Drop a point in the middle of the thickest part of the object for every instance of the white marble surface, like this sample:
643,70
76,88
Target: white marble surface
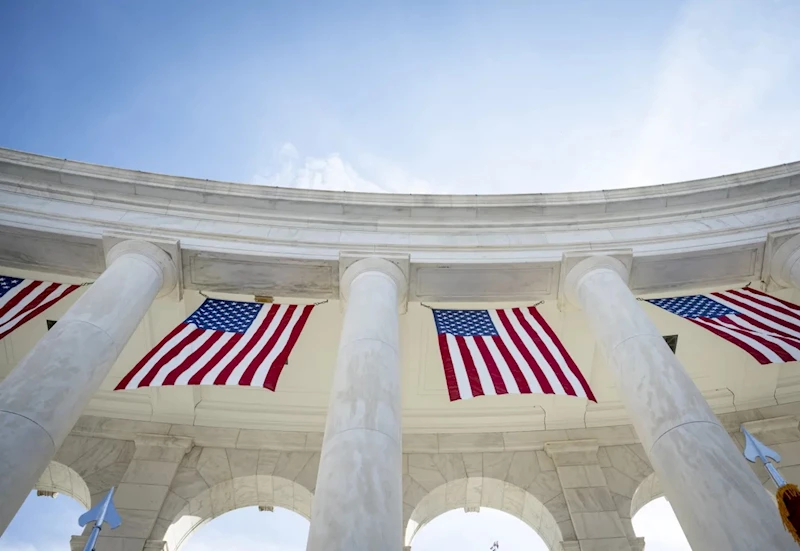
689,449
358,504
41,400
:::::
**WHAT IS REQUIRED:** Each of the entries above must be output exactly, with none of the pictures.

**OUTPUT FOR THIS TASK:**
Drop a point in the middle of the thickest part of the object for every instance of the white marble surface, like this sample:
643,70
76,88
Target: white marble surface
689,449
358,504
41,400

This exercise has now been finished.